*Pflichtaufgabe 1:* Schreiben Sie aus dem Text über Albanisch in der Schweiz alles von „Albinfo.ch begibt sich“ bis hinunter zu „Schweizer Landessprachen ein?“ ab.
*Pflichtaufgabe 2:* An welcher Universität arbeitet laut dem Text über Albanisch in der Schweiz der Sprachexperte Stephan Schmid?
*Pflichtaufgabe 3:* Welche informellen Bildungsfaktoren nennt Stephan Schmid im Text über Albanisch in der Schweiz als Grund für den Trend zu albanischen Wörtern? Zählen Sie alle auf.

Integration
Von Pausenhöfen zur Bildungspolitik: Albanisch als Landessprache der Schweiz?
Albinfo.ch begibt sich nun von den Pausenhöfen in die obersten Ebenen der Zürcher Bildungspolitik und übergibt das Wort an Frau Silvia Steiner
Mit Albanismen wie “Ej njeri!” (Hej Mann) oder “te dua” (Ich liebe Dich) dringt die albanische Sprache immer stärker ins Schweizerdeutsche vor und gewinnt zunehmend Präsenz im Schulalltag des Kantons Zürich. Doch reiht sich Albanisch in Zukunft in die Vielfalt der Schweizer Landessprachen ein?
Diese Frage sorgt in jüngster Zeit für Schlagzeilen, aber der renommierte Sprachexperte Stephan Schmid von der Universität Zürich äusserte kürzlich Skepsis. Schmid erklärte, dass Albanisch, ähnlich wie viele andere Einwanderungssprachen, in der zweiten und dritten Generation an Bedeutung zu verlieren droht. Er führt diesen Trend zu albanischen Wörtern auf informelle Bildungsfaktoren wie Musik, das Internet und den sprachlichen Austausch unter Gleichaltrigen zurück. Dabei betonte er auch, dass die formelle Bildung noch Verbesserungsbedarf aufweist, insbesondere vor dem Hintergrund der gesellschaftlichen Realität, in der bei Jugendlichen der zweiten oder dritten Generation in der Schweiz von der albanischen Sprache nur noch Albanismen übrigbleiben.

*Material:*
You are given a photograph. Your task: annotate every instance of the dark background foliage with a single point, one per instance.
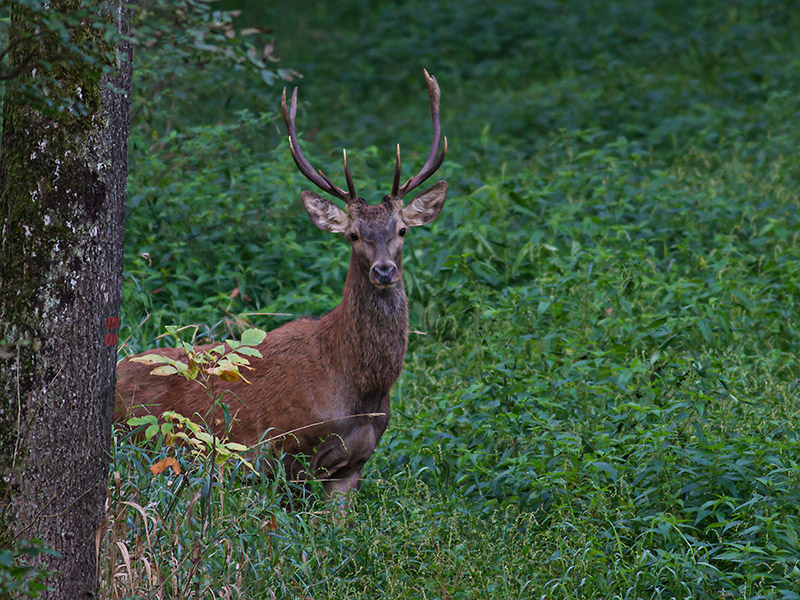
(600, 395)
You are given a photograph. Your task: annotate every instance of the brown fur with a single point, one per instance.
(314, 370)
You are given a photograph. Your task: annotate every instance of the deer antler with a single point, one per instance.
(432, 163)
(318, 179)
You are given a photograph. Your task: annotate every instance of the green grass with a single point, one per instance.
(603, 401)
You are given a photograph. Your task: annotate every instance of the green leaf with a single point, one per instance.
(253, 337)
(145, 420)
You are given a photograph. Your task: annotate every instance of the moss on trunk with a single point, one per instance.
(62, 186)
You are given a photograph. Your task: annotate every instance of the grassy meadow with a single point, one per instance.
(600, 396)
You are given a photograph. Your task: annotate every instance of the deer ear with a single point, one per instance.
(324, 213)
(426, 207)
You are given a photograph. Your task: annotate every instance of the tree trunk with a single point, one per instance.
(62, 193)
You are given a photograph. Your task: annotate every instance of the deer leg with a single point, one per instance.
(341, 457)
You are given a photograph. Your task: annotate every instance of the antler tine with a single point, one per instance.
(322, 182)
(351, 188)
(396, 179)
(433, 162)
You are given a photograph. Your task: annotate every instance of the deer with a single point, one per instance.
(321, 390)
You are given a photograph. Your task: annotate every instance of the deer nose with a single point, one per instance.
(383, 274)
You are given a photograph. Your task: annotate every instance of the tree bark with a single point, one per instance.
(62, 193)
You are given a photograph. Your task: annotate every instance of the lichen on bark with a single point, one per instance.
(62, 185)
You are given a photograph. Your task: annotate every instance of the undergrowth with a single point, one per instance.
(600, 394)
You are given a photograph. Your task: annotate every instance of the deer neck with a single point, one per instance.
(368, 331)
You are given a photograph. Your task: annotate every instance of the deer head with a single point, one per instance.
(376, 232)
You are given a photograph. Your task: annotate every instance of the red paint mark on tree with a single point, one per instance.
(111, 337)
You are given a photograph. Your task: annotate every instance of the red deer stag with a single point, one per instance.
(328, 370)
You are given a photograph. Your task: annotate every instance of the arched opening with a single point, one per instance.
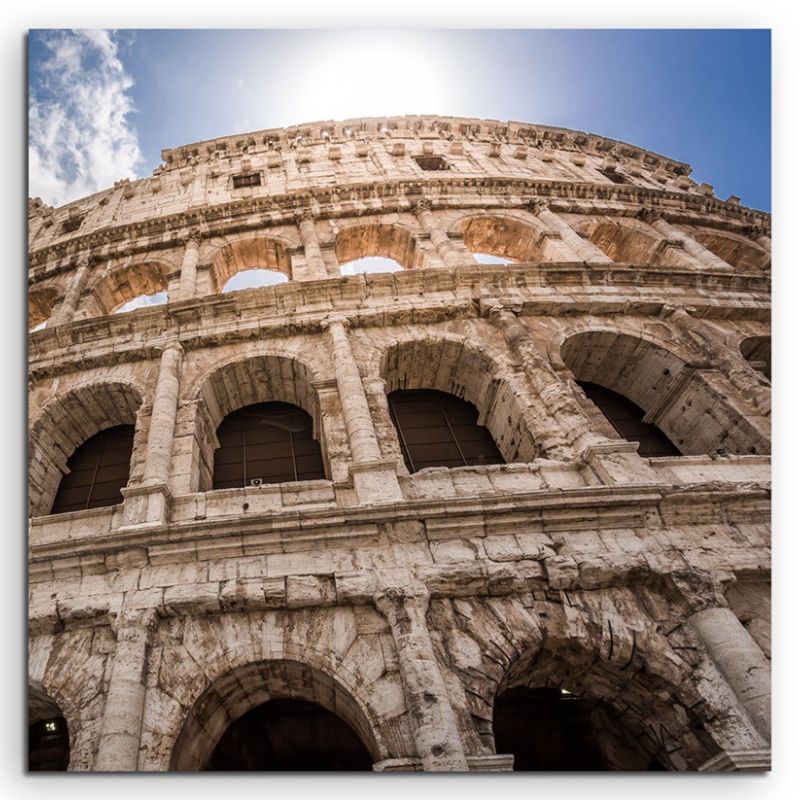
(67, 423)
(96, 472)
(552, 729)
(678, 400)
(273, 715)
(635, 244)
(737, 251)
(259, 259)
(266, 443)
(143, 301)
(454, 367)
(362, 242)
(370, 265)
(48, 735)
(235, 401)
(40, 306)
(757, 350)
(289, 735)
(437, 429)
(252, 279)
(628, 421)
(505, 238)
(131, 287)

*Antwort 1:*
Albinfo.ch begibt sich nun von den Pausenhöfen in die obersten Ebenen der Zürcher Bildungspolitik und übergibt das Wort an Frau Silvia Steiner
Mit Albanismen wie “Ej njeri!” (Hej Mann) oder “te dua” (Ich liebe Dich) dringt die albanische Sprache immer stärker ins Schweizerdeutsche vor und gewinnt zunehmend Präsenz im Schulalltag des Kantons Zürich. Doch reiht sich Albanisch in Zukunft in die Vielfalt der Schweizer Landessprachen ein?

*Antwort 2:* An der Universität Zürich.

*Antwort 3:*
- Musik
- das Internet
- der sprachliche Austausch unter Gleichaltrigen